▶ _Instructions to follow_: Repeat every entry exactly. Do not include the pictures.

================

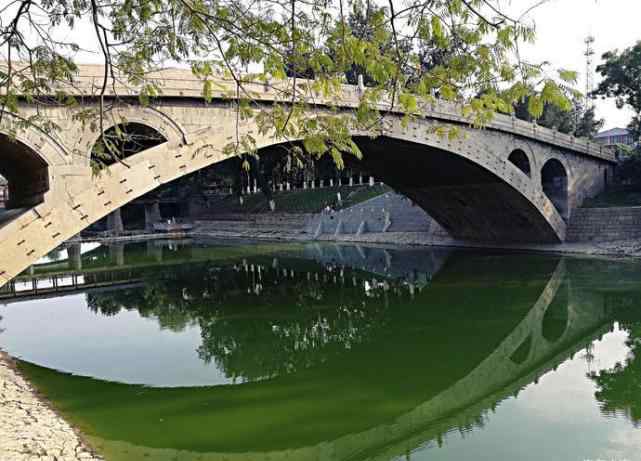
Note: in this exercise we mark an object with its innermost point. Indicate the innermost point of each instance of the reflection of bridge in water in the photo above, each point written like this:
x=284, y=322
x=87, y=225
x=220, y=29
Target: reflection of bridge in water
x=563, y=319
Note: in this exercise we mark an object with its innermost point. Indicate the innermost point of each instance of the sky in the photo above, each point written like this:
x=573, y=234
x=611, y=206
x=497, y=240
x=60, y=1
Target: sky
x=563, y=25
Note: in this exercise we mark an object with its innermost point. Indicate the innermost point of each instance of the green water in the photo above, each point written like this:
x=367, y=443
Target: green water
x=324, y=352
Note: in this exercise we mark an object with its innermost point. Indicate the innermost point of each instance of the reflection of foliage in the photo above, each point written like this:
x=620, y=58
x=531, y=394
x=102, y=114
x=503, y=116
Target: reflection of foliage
x=619, y=389
x=258, y=321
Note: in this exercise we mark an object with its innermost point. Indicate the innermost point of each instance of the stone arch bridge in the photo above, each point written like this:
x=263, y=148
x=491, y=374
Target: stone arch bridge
x=509, y=182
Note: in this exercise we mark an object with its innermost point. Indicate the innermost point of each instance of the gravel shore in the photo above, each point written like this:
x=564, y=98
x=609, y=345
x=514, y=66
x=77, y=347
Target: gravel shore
x=29, y=428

================

▶ _Finished task_:
Note: in this exercise we mark an object with its innermost point. Indicate the innermost point of each instance of the reflection of bridge in water in the photo above, each point written like this:
x=284, y=322
x=87, y=225
x=220, y=29
Target: reflection of bridge in water
x=563, y=319
Note: in this exercise we mark an object with its innermost point. Indicate the innermost point of each instance of the sky in the photo above, each point written like this:
x=573, y=234
x=611, y=206
x=497, y=240
x=60, y=1
Target: sky
x=563, y=25
Note: in this exercise we mark an object with its innermost point. Indicate the innermost point of each instance of the green water in the photo above, each point written like this:
x=367, y=443
Target: green water
x=324, y=352
Note: in this exercise we mark an object with its innermost point. Indicate the innermost point of each instance of the reflection of foliage in the photo above, each point written like this:
x=620, y=58
x=531, y=394
x=102, y=114
x=503, y=116
Target: reflection of foliage
x=619, y=389
x=258, y=321
Note: in this exercise we mark an object with its innermost point. Indicate the innermost point of each instance of the stone arch bridge in the photo above, each point written like this:
x=263, y=148
x=491, y=374
Target: stone arch bridge
x=509, y=182
Note: in this exercise we mark an object with its innermost point. Indicate the innermost point of each instance of the gravel shore in the photo above, each point written like this:
x=564, y=98
x=609, y=345
x=514, y=66
x=77, y=347
Target: gravel shore
x=29, y=428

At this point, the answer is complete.